YOUR TASK. The stretch wanted below opens at the line containing "Query: side window" and closes at the line containing "Query: windshield wiper". Please return it exactly, with no other lines.
-- Opening Marker --
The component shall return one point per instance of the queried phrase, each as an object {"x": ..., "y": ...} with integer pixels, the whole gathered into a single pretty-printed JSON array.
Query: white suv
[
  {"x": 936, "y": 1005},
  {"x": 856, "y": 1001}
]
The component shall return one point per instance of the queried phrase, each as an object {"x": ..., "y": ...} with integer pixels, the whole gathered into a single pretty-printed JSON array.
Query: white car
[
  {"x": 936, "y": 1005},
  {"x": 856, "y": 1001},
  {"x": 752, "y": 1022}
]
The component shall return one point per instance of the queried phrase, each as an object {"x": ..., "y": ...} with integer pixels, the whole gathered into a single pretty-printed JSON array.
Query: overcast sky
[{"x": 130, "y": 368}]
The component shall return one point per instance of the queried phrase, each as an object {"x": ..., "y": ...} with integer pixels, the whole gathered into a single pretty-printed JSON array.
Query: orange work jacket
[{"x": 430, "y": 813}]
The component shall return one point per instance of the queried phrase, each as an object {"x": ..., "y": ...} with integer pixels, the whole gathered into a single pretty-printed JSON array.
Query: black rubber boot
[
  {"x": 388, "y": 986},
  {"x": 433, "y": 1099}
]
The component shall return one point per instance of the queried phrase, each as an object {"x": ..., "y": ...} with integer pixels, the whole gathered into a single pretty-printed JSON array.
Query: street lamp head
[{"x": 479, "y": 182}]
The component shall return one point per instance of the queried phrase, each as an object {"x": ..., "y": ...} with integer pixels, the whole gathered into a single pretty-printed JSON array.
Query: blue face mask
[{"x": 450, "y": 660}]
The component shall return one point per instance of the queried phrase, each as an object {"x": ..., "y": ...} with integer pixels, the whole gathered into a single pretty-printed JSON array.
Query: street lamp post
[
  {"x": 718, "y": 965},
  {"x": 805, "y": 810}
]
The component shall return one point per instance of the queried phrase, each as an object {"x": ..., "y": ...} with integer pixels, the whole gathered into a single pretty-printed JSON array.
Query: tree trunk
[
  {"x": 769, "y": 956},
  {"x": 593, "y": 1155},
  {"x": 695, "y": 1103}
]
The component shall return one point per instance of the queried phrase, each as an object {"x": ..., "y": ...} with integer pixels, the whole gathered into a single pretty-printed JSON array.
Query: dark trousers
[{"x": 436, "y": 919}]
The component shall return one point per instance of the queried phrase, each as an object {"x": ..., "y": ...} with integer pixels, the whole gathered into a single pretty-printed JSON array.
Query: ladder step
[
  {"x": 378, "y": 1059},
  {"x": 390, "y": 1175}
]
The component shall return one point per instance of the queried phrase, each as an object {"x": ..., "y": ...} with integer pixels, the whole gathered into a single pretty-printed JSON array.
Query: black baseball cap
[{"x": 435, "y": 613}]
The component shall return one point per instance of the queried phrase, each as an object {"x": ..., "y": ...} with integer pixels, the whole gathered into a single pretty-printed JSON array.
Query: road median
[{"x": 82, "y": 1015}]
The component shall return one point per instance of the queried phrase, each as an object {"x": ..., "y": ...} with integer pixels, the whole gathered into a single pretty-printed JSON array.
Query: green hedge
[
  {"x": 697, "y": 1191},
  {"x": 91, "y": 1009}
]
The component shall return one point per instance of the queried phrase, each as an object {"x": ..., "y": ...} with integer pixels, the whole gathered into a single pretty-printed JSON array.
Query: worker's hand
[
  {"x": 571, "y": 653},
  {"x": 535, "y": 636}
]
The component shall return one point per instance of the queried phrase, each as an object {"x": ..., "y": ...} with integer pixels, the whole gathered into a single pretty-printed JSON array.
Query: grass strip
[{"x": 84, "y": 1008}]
-- Closing Marker --
-- Opening Marker --
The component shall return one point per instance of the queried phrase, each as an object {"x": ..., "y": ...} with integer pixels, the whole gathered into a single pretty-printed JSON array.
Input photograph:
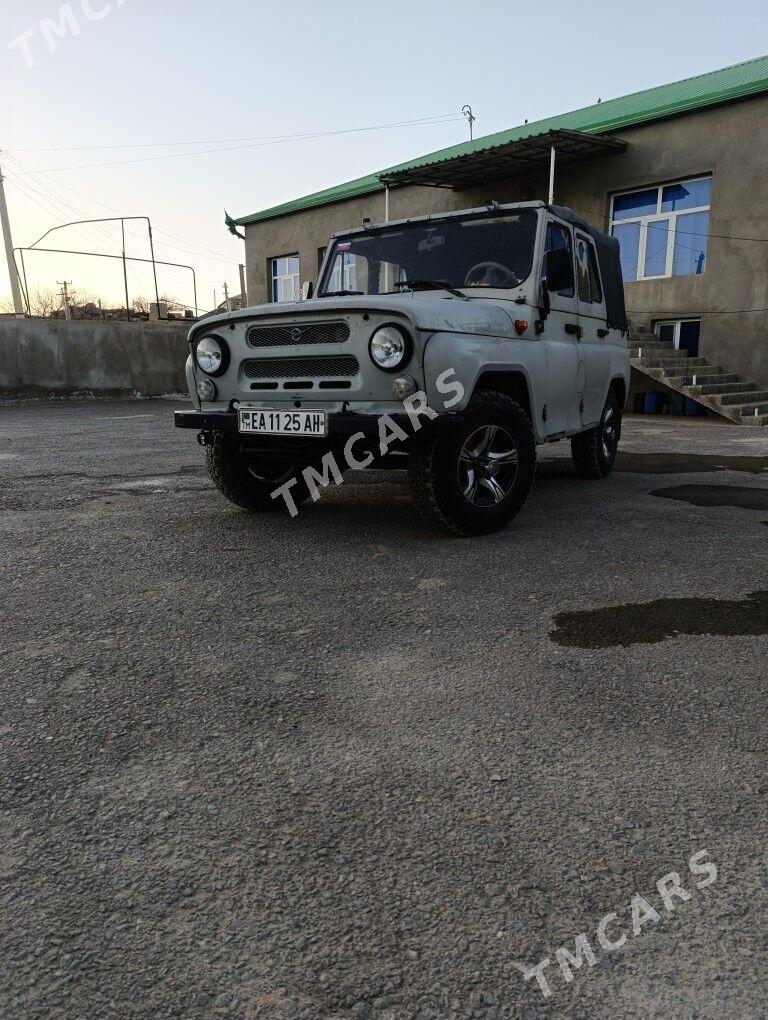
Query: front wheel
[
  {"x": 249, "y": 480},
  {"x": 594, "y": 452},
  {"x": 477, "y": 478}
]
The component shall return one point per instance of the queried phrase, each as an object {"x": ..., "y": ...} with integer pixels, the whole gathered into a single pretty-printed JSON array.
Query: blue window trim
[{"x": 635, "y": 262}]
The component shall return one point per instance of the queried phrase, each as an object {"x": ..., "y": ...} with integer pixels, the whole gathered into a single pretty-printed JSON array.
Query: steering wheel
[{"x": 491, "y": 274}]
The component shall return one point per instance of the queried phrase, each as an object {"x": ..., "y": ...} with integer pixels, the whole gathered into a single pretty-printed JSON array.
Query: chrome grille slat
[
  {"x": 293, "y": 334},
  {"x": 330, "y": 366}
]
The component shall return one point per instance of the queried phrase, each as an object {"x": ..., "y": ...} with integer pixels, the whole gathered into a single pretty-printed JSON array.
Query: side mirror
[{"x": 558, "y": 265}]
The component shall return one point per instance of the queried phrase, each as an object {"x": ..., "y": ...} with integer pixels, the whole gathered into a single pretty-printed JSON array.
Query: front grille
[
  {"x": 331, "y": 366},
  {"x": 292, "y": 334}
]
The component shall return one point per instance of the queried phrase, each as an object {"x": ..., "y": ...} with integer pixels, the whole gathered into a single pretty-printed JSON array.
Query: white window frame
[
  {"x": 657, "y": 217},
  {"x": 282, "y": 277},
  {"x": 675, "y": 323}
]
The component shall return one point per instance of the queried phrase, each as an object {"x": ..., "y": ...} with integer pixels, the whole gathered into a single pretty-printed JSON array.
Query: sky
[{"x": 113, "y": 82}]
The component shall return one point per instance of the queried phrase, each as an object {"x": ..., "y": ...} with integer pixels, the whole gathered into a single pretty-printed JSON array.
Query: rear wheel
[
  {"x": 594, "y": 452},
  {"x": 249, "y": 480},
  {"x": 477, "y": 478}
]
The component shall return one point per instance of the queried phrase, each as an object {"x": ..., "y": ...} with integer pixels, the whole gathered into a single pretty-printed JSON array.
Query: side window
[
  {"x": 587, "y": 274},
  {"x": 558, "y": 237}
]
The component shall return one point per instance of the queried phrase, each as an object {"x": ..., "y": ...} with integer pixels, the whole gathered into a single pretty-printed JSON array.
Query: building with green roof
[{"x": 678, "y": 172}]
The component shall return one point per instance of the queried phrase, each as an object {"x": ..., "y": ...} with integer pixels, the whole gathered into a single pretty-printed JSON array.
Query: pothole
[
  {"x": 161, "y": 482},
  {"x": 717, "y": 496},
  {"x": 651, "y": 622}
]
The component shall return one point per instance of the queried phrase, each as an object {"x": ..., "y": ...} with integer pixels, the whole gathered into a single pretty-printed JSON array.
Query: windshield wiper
-- Closing Marker --
PROBLEM SOLUTION.
Query: side window
[
  {"x": 587, "y": 274},
  {"x": 558, "y": 237}
]
The component shall return one point per instance of the queried phrase, each as an object {"x": ..., "y": ...} with integer pixels, the whole gathered into a single pretty-printed JSON array.
Query: building with green roof
[{"x": 678, "y": 172}]
The component shall return one point per instance of the queried phrase, each as an object {"x": ..., "y": ...} with integer pixels, the whole gathered into a single pretty-printed JSON array.
Query: pothole
[
  {"x": 161, "y": 482},
  {"x": 717, "y": 496},
  {"x": 651, "y": 622}
]
The component shall return one point per instance of the queried phrase, each as an object {"x": ..., "y": ...} with integer pixels, the whole gathered into a single pretty-printed JSON array.
Query: windshield wiper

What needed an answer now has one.